**Source document:**

--------------------------------------------------

Subject: Re: VAX 6460 being slow, IO bottlenecks and SMP woes ...
To: None <port-vax@netbsd.org>
From: Thor Lancelot Simon <tls@rek.tjls.com>
List: port-vax
Date: 03/21/2002 04:22:24
On Thu, Mar 21, 2002 at 03:37:30AM -0500, John Klos wrote:
> > > It wasn't. It does thing that today's desktops can't do. When is the
> > > last time you got 99.999% uptime out of a PC?
> >
> > Not counting an eight-hour power failure, one of my PC-based servers
> > has had under two minutes of unscheduled downtime in seven years of
> > 24x7 operation.  That's better than 99.9999%.
> 
> But the point is that you cannot count on it. If PC hardware works for
> seven years without fail, that is definitely the exception and not the
> rule. PC hardware is generally mediocre. Even my Amiga hardware screams
> quality next to PC hardware.

Oh, and I suppose DEC hardware is all of exemplary quality?

--------------------------------------------------

**Task material:**
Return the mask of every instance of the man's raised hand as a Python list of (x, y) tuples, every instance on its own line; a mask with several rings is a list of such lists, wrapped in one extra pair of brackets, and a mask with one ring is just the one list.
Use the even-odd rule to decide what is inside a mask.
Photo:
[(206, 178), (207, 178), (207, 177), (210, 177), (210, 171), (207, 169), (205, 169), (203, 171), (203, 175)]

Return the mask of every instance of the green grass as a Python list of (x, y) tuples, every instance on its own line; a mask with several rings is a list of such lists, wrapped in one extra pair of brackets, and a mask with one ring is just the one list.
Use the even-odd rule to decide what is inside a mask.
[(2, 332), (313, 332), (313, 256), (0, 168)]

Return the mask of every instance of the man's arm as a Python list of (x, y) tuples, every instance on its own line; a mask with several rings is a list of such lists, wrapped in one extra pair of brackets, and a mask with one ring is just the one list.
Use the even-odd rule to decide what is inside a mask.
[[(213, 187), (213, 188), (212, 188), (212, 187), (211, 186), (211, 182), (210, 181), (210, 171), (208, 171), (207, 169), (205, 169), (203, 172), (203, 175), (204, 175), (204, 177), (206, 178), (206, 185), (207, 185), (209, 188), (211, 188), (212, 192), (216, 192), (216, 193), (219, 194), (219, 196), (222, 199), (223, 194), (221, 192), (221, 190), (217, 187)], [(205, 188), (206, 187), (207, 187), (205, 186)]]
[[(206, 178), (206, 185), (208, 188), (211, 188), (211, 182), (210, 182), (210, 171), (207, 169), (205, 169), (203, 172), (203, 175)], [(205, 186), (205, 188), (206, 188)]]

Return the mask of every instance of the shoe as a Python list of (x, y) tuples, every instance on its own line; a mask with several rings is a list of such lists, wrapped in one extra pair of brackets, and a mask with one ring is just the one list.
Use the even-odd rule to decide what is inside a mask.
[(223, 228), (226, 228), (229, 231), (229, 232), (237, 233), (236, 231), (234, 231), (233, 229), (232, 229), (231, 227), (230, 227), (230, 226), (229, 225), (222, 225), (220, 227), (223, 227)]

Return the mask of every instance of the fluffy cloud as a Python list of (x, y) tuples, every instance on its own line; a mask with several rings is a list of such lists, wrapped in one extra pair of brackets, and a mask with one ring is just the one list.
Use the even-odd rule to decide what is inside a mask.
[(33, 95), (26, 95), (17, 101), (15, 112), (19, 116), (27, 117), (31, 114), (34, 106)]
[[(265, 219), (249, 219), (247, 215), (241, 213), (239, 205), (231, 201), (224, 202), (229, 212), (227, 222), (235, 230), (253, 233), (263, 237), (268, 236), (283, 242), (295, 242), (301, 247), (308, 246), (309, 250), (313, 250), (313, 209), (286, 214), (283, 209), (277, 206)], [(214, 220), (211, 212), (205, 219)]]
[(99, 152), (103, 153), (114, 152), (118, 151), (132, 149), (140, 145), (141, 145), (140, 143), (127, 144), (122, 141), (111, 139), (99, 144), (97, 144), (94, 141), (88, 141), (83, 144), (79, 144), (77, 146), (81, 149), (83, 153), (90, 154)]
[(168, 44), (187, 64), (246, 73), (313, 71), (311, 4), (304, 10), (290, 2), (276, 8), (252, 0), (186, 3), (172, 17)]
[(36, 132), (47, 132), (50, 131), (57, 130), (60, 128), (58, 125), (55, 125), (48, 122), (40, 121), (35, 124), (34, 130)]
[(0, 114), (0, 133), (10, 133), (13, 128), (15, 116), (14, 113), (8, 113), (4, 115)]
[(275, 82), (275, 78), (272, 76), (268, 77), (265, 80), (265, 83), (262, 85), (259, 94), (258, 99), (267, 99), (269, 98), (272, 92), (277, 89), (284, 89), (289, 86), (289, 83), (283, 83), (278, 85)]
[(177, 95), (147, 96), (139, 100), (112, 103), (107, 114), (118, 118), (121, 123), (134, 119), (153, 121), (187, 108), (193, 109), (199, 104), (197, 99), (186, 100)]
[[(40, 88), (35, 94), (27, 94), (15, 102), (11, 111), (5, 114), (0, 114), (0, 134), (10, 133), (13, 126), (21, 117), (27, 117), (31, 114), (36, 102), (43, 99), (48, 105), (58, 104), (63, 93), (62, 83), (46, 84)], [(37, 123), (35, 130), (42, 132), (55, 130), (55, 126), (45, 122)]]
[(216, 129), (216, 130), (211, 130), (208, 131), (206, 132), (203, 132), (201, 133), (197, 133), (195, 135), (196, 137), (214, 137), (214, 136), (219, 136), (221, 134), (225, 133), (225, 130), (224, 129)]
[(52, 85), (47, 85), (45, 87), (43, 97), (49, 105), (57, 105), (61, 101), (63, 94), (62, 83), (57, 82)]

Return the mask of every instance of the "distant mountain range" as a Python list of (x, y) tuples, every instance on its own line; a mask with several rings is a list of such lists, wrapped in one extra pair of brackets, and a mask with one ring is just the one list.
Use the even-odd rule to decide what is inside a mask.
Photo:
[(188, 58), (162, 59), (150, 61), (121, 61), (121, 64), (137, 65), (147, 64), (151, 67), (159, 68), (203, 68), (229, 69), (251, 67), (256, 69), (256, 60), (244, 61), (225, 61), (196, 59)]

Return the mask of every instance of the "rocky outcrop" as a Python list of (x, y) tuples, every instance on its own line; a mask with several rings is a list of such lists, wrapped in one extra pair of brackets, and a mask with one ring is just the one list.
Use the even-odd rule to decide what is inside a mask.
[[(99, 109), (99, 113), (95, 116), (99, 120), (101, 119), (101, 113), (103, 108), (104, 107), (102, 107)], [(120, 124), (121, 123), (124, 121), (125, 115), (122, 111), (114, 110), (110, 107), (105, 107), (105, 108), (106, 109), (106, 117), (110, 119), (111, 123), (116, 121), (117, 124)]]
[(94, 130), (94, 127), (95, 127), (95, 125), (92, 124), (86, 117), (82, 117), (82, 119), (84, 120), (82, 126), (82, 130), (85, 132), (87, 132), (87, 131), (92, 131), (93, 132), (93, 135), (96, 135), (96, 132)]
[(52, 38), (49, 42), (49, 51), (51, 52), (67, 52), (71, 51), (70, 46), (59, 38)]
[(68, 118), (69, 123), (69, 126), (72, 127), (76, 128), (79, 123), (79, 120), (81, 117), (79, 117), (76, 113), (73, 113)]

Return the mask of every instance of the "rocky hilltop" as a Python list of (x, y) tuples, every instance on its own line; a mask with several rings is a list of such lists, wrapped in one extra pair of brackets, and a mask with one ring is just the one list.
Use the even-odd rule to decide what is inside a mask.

--------------------------------------------------

**Written task 1:** In the mailing list post, how much unscheduled downtime has the PC-based server had over seven years of 24x7 operation, not counting the power failure?
**Written task 2:** Reproduce the part of the records that opens with the line containing "Return the mask of every instance of the man's arm" and closes with the line containing "227), (223, 227)]", including both of those lines.

**Problem solution 1:** Under two minutes.

**Problem solution 2:**
Return the mask of every instance of the man's arm as a Python list of (x, y) tuples, every instance on its own line; a mask with several rings is a list of such lists, wrapped in one extra pair of brackets, and a mask with one ring is just the one list.
Use the even-odd rule to decide what is inside a mask.
[[(213, 187), (213, 188), (212, 188), (212, 187), (211, 186), (211, 182), (210, 181), (210, 171), (208, 171), (207, 169), (205, 169), (203, 172), (203, 175), (204, 175), (204, 177), (206, 178), (206, 185), (207, 185), (209, 188), (211, 188), (212, 192), (216, 192), (216, 193), (219, 194), (219, 196), (222, 199), (223, 194), (221, 192), (221, 190), (217, 187)], [(205, 188), (206, 187), (207, 187), (205, 186)]]
[[(206, 178), (206, 185), (208, 188), (211, 188), (211, 182), (210, 182), (210, 171), (207, 169), (205, 169), (203, 172), (203, 175)], [(205, 186), (205, 188), (206, 188)]]

Return the mask of every instance of the shoe as a Python list of (x, y) tuples, every instance on its own line; a mask with several rings is a list of such lists, wrapped in one extra pair of brackets, and a mask with one ring is just the one list.
Use the even-odd rule to decide what is inside a mask.
[(223, 228), (226, 228), (229, 231), (229, 232), (237, 233), (236, 231), (234, 231), (233, 229), (232, 229), (231, 227), (230, 227), (230, 226), (229, 225), (222, 225), (220, 227), (223, 227)]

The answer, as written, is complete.